> _What is required_:
Can you copy every one of the records below word for word, leaving out the pictures?

# START OF Source material

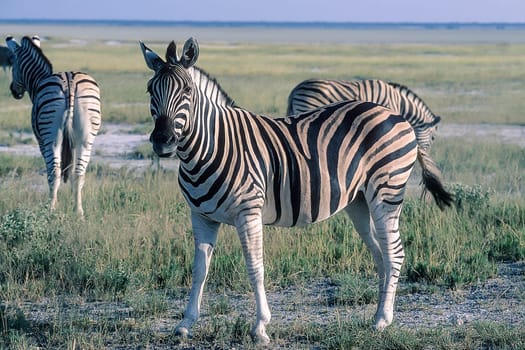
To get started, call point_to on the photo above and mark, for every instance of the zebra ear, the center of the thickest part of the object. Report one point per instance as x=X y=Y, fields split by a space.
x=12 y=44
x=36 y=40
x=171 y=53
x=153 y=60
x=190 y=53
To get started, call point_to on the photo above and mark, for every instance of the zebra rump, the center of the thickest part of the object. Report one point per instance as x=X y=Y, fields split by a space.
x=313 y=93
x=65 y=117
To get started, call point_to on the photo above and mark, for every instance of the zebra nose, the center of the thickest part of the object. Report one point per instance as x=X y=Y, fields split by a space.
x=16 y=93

# END OF Source material

> _In response_:
To get started, call point_to on the photo above and mark, for every instance of the zebra ear, the center of the thickest part of the object. Report one point per instance as x=X y=Y, fields split by a space.
x=12 y=44
x=36 y=40
x=171 y=53
x=153 y=60
x=190 y=53
To get started, call point_to on the photo above and mark, for every instance of the zebra rump, the center of the thickest part of the object. Report one point per instance as x=X y=Y, fields split by a space.
x=313 y=93
x=65 y=117
To get started, call point_to on the photo above and mark, for every instance of the zebra nose, the center of the thickest part of the object. Report one point per instance as x=X y=Y, fields split by a space.
x=16 y=93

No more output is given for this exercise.